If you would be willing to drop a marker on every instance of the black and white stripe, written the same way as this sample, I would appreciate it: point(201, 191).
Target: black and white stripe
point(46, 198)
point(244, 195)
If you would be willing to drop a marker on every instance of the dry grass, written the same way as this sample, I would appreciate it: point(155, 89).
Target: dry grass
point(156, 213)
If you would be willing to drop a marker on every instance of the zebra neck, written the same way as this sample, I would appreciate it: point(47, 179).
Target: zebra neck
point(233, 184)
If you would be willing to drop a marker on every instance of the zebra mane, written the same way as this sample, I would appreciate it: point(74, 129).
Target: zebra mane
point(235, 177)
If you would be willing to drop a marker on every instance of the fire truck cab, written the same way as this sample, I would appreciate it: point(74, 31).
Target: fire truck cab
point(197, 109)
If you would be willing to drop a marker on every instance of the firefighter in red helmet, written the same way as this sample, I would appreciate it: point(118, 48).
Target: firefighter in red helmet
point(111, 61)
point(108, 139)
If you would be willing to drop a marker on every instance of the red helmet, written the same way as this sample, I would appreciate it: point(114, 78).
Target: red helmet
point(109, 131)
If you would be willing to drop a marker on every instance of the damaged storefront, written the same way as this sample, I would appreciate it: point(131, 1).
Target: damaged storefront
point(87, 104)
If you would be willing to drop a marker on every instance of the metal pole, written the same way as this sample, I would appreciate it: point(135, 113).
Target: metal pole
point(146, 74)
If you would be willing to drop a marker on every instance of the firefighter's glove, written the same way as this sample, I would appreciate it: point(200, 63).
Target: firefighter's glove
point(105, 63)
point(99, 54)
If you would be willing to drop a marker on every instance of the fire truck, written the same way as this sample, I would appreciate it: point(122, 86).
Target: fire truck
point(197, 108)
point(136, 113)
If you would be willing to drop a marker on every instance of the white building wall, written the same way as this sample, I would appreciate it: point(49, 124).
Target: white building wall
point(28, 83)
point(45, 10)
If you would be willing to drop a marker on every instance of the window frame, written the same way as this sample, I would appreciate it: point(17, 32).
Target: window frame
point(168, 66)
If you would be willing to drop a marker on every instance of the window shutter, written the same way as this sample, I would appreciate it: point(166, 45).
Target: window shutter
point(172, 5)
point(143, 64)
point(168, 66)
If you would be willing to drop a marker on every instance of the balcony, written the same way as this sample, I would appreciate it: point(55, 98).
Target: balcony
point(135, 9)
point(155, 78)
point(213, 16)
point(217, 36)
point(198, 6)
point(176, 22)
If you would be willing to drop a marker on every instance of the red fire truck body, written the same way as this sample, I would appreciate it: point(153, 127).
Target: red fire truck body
= = =
Give back the part of the data that opens with the line containing "it: point(118, 48)." and closes with the line containing "point(99, 54)", replacing "marker" with "pin" and changing nothing else.

Solution for this problem →
If you would be willing to drop a pin on every instance of the firefighter in red helmet, written the same way as this sample, I would appreciate it: point(118, 48).
Target: firefighter in red helmet
point(111, 61)
point(108, 139)
If you would be willing to drop a pin on every instance of the red helmet, written the same way as this sample, I would appreciate it: point(114, 78).
Target: red helmet
point(109, 131)
If you would be willing to drop a pin on every instance of the damaged storefront, written the same way as this sample, I would appreciate it: point(131, 1).
Target: damaged storefront
point(87, 104)
If you would be willing to drop a pin on every instance of the metal pole, written the same way as this sample, I would appreciate it: point(135, 113).
Target: metal pole
point(146, 74)
If you would be willing to drop a pin on every instance of the firefighter's glove, written the same way as this sample, I would appreciate it: point(200, 63).
Target: firefighter's glove
point(105, 63)
point(99, 54)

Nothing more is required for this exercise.